[Working data]
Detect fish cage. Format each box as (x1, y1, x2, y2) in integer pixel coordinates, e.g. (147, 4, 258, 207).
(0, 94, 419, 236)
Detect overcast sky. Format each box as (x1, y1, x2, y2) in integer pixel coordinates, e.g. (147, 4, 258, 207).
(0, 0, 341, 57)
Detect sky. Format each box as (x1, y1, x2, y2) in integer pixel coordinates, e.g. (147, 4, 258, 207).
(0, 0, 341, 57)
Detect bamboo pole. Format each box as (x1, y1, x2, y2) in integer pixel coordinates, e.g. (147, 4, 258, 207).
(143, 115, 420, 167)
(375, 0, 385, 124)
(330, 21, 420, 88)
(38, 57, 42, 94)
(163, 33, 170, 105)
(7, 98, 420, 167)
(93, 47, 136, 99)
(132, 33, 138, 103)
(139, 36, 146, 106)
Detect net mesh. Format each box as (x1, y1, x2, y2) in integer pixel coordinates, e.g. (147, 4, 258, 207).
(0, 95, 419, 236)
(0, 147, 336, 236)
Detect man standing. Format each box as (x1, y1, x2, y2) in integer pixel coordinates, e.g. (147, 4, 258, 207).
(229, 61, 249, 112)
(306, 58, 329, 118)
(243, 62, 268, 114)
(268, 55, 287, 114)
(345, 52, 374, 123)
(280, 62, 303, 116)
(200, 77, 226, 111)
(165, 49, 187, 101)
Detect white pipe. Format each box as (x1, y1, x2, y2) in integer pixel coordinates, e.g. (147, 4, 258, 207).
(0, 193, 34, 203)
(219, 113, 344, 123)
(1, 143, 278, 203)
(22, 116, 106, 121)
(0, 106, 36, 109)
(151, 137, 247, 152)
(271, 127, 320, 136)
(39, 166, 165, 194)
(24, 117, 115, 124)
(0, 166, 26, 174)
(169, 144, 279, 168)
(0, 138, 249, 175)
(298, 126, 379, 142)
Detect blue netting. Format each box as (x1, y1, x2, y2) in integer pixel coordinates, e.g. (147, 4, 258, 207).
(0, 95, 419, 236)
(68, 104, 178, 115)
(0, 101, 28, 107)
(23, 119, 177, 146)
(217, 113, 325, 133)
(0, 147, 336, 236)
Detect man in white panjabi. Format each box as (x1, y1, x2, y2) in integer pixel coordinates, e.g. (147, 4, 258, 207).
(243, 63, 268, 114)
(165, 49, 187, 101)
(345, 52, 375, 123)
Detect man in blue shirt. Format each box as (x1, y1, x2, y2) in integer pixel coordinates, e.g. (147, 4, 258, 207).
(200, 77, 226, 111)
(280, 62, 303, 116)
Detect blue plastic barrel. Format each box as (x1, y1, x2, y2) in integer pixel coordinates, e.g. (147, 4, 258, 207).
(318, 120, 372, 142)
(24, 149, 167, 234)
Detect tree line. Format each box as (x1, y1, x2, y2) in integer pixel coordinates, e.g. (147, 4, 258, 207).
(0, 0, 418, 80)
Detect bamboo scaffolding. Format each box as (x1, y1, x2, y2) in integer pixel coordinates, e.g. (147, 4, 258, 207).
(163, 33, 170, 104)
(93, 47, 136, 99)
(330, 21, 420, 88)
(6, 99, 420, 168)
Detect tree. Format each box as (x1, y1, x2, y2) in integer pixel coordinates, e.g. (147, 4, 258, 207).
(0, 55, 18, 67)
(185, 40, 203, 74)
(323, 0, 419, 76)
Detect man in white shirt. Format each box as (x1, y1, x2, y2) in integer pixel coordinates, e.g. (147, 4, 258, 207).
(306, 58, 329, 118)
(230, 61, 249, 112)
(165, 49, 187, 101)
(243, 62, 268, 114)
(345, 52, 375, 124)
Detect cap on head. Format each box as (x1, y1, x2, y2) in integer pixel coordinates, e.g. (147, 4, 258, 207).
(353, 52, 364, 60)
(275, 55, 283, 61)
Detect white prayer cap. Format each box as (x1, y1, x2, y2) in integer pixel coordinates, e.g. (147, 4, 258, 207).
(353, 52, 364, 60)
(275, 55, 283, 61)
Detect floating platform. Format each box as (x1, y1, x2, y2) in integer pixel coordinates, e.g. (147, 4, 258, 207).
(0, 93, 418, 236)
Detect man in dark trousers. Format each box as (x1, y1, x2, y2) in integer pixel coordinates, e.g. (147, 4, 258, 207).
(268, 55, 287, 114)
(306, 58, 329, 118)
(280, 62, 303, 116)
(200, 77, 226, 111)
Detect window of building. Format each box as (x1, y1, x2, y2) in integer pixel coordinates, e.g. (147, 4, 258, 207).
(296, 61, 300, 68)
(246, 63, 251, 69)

[Exercise brief]
Print the full listing again, word for word.

[Expected output]
Detect fish cage. Format each box as (x1, y1, x2, y2) in integer pixel coordinates, e.g. (147, 4, 258, 207).
(0, 94, 419, 236)
Detect overcast sky. Format each box as (x1, y1, x2, y2) in integer pixel coordinates, e.g. (147, 4, 258, 207).
(0, 0, 341, 57)
Detect sky. Format each box as (x1, y1, x2, y2) in integer pixel coordinates, e.g. (147, 4, 258, 207).
(0, 0, 341, 57)
Detect bamboo pole. Format each box as (x1, y1, x2, y2) in integer pixel coordinates, e.g. (147, 4, 258, 207).
(143, 115, 420, 167)
(375, 0, 385, 124)
(330, 21, 420, 88)
(38, 57, 42, 94)
(163, 33, 170, 105)
(7, 98, 420, 167)
(93, 47, 136, 99)
(132, 33, 138, 103)
(139, 36, 146, 106)
Detect net mesh. Format each box as (x1, y1, x2, y2) in integer pixel coordinates, e.g. (147, 4, 258, 207).
(0, 95, 419, 236)
(0, 147, 336, 236)
Detect man standing. Format each box as (x1, y1, x2, y2) in integer pixel coordinates, e.g. (147, 4, 258, 207).
(229, 61, 249, 112)
(306, 58, 329, 118)
(243, 62, 268, 114)
(268, 55, 287, 114)
(345, 52, 374, 123)
(280, 62, 303, 116)
(200, 77, 226, 111)
(165, 49, 187, 101)
Detect white pipe. Format each box as (x1, y1, x2, y2) in integer pixel coordinates, e.g. (147, 4, 258, 207).
(0, 193, 34, 203)
(219, 113, 344, 123)
(1, 143, 278, 203)
(22, 116, 106, 121)
(0, 106, 36, 109)
(151, 137, 247, 152)
(271, 127, 320, 136)
(39, 166, 165, 194)
(24, 117, 115, 124)
(0, 166, 26, 174)
(169, 144, 279, 168)
(0, 138, 249, 175)
(298, 126, 379, 142)
Detect blue netting. Format each box as (x1, y1, x2, y2) in integer pixel coordinates, e.g. (147, 4, 258, 207).
(0, 95, 419, 236)
(68, 104, 178, 115)
(0, 101, 28, 107)
(23, 119, 177, 146)
(217, 113, 325, 133)
(0, 147, 336, 236)
Detect man in white panjabi. Format each box as (x1, y1, x2, y2) in integer pixel coordinates, e.g. (147, 4, 258, 207).
(243, 63, 268, 114)
(165, 49, 187, 101)
(345, 52, 375, 123)
Detect man in blue shirt. Format each box as (x1, y1, x2, y2) in integer pixel coordinates, e.g. (147, 4, 258, 207).
(200, 77, 226, 111)
(280, 62, 303, 116)
Detect blue plastic barrel. Format each box as (x1, y1, x2, y2) in integer pixel coordinates, e.g. (147, 4, 258, 207).
(318, 120, 372, 142)
(24, 149, 167, 234)
Detect tree line. Format each box as (x1, y1, x2, y2) in integer pixel coordinates, e.g. (147, 4, 258, 207).
(0, 0, 418, 80)
Detect bamboo scaffolding. Format each box as (x1, y1, x2, y2) in integer pixel coordinates, e.g. (147, 4, 258, 207).
(163, 33, 170, 104)
(93, 47, 136, 99)
(330, 21, 420, 88)
(6, 99, 420, 168)
Detect tree. Format each box as (x1, y1, x2, y2) in integer pixel coordinates, e.g. (147, 4, 258, 207).
(0, 55, 18, 67)
(185, 40, 203, 74)
(323, 0, 419, 76)
Detect man in white shirt. Format each box as (x1, y1, x2, y2) in integer pixel coordinates, e.g. (147, 4, 258, 207).
(306, 58, 329, 118)
(230, 61, 249, 112)
(165, 49, 187, 101)
(243, 62, 268, 114)
(345, 52, 375, 124)
Detect cap on head. Format each box as (x1, y1, x2, y2) in integer pixel coordinates, e.g. (147, 4, 258, 207).
(353, 52, 364, 60)
(275, 55, 283, 61)
Detect white prayer cap. Format each box as (x1, y1, x2, y2) in integer pixel coordinates, e.g. (147, 4, 258, 207).
(353, 52, 364, 60)
(275, 55, 283, 61)
Detect floating platform. Format each box as (x1, y1, x2, y2) in integer pixel coordinates, e.g. (147, 4, 258, 207).
(0, 93, 418, 236)
Detect man in dark trousers. Format each box as (x1, y1, x2, y2) in integer pixel coordinates, e.g. (147, 4, 258, 207).
(268, 55, 287, 114)
(306, 58, 329, 118)
(280, 62, 303, 116)
(200, 77, 226, 111)
Detect window of building. Format each box as (x1, y1, x2, y2) in integer pixel coordinates, e.g. (147, 4, 258, 207).
(296, 61, 300, 68)
(246, 63, 251, 69)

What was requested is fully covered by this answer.